Content starts
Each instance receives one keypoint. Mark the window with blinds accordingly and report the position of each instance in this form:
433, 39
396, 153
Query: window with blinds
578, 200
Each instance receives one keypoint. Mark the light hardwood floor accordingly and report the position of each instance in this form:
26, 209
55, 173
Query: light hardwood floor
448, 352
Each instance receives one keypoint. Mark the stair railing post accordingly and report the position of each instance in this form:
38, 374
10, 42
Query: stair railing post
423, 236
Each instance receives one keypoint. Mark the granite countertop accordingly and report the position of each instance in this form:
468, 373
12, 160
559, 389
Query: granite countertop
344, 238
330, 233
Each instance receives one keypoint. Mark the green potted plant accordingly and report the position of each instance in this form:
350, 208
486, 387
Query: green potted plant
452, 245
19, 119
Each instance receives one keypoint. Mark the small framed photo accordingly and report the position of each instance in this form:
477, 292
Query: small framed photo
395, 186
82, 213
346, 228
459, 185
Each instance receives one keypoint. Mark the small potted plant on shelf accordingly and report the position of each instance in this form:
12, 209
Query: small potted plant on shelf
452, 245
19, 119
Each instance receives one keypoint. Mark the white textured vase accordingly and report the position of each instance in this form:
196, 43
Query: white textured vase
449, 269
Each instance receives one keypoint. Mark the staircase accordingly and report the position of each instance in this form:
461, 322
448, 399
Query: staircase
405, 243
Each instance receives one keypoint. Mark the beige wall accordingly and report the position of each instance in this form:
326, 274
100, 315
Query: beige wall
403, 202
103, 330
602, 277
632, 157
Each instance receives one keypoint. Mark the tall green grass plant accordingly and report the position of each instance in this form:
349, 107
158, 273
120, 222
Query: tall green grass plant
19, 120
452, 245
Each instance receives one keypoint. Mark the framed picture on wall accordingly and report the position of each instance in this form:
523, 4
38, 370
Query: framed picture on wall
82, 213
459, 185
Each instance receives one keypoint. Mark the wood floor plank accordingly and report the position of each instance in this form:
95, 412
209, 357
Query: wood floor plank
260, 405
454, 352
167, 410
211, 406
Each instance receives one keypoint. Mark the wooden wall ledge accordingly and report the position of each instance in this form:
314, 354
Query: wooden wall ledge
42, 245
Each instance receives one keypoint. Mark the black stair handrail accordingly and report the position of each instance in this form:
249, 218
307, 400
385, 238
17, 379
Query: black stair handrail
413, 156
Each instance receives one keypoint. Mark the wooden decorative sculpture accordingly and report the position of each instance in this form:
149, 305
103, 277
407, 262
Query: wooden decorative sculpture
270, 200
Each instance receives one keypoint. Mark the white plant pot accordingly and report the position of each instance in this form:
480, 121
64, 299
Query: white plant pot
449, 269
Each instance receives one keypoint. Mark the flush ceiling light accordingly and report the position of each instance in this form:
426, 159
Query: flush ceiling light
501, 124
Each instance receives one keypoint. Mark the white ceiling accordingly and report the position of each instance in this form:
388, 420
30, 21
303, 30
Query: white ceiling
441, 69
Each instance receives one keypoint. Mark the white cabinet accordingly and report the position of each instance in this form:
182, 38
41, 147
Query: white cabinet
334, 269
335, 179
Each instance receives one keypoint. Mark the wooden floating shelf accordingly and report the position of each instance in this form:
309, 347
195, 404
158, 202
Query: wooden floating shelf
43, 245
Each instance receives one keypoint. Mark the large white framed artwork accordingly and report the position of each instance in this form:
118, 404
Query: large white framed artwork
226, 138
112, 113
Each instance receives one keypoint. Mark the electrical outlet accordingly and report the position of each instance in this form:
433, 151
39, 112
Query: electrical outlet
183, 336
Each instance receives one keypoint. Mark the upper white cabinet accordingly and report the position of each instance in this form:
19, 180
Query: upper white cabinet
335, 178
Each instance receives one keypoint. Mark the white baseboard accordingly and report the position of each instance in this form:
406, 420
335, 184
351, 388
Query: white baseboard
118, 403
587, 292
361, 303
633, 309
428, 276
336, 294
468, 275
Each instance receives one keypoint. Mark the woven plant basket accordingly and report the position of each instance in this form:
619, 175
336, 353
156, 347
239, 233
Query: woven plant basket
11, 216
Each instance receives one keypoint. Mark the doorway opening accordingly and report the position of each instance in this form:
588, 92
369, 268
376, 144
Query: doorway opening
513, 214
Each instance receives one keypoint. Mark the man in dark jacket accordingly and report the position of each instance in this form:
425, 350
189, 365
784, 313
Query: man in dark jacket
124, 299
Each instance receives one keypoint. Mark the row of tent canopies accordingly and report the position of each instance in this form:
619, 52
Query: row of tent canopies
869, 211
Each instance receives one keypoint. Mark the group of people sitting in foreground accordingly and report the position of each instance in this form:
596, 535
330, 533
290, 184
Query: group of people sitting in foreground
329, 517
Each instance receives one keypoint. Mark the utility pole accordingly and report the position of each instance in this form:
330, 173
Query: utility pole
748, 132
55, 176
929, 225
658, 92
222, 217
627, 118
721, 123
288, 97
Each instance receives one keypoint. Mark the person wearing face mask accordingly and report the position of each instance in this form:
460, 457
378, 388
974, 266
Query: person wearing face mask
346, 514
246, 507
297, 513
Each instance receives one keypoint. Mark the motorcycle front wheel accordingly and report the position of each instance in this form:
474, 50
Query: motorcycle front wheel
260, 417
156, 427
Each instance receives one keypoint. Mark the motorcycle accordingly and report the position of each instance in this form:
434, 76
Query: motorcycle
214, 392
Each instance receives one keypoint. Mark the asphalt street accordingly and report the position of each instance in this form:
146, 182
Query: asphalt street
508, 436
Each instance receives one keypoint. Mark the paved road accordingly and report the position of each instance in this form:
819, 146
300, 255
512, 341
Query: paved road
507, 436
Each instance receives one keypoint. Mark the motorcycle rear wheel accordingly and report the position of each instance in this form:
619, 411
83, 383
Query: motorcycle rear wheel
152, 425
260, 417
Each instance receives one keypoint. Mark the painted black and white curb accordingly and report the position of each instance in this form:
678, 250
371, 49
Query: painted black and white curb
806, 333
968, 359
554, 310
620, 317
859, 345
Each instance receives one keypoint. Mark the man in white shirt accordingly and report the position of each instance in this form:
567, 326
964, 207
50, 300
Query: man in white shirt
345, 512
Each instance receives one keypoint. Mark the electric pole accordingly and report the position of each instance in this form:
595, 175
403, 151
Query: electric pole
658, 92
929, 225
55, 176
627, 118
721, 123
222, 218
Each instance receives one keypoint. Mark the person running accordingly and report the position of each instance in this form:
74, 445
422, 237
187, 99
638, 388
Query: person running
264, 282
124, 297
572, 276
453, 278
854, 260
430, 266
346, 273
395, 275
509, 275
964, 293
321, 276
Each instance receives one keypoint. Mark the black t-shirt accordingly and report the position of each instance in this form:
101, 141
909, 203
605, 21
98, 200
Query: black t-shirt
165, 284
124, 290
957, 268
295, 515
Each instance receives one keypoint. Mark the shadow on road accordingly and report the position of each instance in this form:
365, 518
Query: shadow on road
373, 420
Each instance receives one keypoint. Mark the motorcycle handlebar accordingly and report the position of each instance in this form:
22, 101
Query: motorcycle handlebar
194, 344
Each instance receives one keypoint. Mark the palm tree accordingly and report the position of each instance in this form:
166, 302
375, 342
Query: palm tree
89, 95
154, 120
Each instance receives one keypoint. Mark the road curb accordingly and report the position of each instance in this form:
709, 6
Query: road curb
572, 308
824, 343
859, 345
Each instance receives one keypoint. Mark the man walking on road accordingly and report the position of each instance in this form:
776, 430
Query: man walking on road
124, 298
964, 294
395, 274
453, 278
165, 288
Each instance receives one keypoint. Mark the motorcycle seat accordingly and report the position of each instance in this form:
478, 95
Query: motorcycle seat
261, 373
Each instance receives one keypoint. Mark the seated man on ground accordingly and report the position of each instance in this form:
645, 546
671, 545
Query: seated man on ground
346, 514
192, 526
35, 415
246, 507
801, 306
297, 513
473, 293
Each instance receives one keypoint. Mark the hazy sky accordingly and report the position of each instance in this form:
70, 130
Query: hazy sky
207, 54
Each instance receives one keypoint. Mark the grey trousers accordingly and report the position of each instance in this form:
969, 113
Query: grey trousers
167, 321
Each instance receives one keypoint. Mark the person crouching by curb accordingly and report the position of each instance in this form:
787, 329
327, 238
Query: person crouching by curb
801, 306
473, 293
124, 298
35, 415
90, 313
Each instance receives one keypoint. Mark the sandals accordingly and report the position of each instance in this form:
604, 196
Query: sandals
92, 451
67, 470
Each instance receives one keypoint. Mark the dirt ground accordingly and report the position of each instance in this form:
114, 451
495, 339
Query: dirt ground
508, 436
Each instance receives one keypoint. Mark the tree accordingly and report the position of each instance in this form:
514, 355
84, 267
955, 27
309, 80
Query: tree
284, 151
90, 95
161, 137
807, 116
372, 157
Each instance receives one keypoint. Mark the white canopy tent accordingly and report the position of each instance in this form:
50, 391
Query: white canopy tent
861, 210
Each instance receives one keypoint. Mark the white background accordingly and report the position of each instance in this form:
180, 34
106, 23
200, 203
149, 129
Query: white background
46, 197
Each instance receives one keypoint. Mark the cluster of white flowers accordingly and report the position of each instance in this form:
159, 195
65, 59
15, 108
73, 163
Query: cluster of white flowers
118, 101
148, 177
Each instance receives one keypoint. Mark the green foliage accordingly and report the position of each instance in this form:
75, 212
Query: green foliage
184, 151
Content ends
For the listing above, print only the lines starting at the line containing "Each instance receives one keypoint. Mark the electric pole" and ending at the line containing "the motorcycle handlebar", exactly, both included.

Each instance receives one keypoint. Mark the electric pole accordingly and report the position of each instance in this form:
595, 175
403, 151
Query: electric pole
658, 92
929, 225
55, 176
627, 118
721, 123
222, 218
Each instance receives one keypoint. Mark the person running accordingly and report the position of each instance in this form:
74, 445
422, 237
187, 99
638, 388
Query: person running
264, 282
124, 297
572, 276
453, 278
854, 260
430, 266
346, 273
395, 275
509, 275
964, 293
321, 276
Each instance receives one keypoint. Mark the black t-shirt accordingly and report the position of each instance in this form:
101, 141
909, 203
605, 21
98, 200
Query: black t-shirt
165, 284
124, 290
957, 268
295, 515
Each instance receives one keypoint. Mark the shadow on road accordingly and report the position of each instance in this form:
365, 518
Query: shadow on road
373, 420
Each instance receives one keypoint. Mark the motorcycle handlebar accordingly and report the position of each instance in this form:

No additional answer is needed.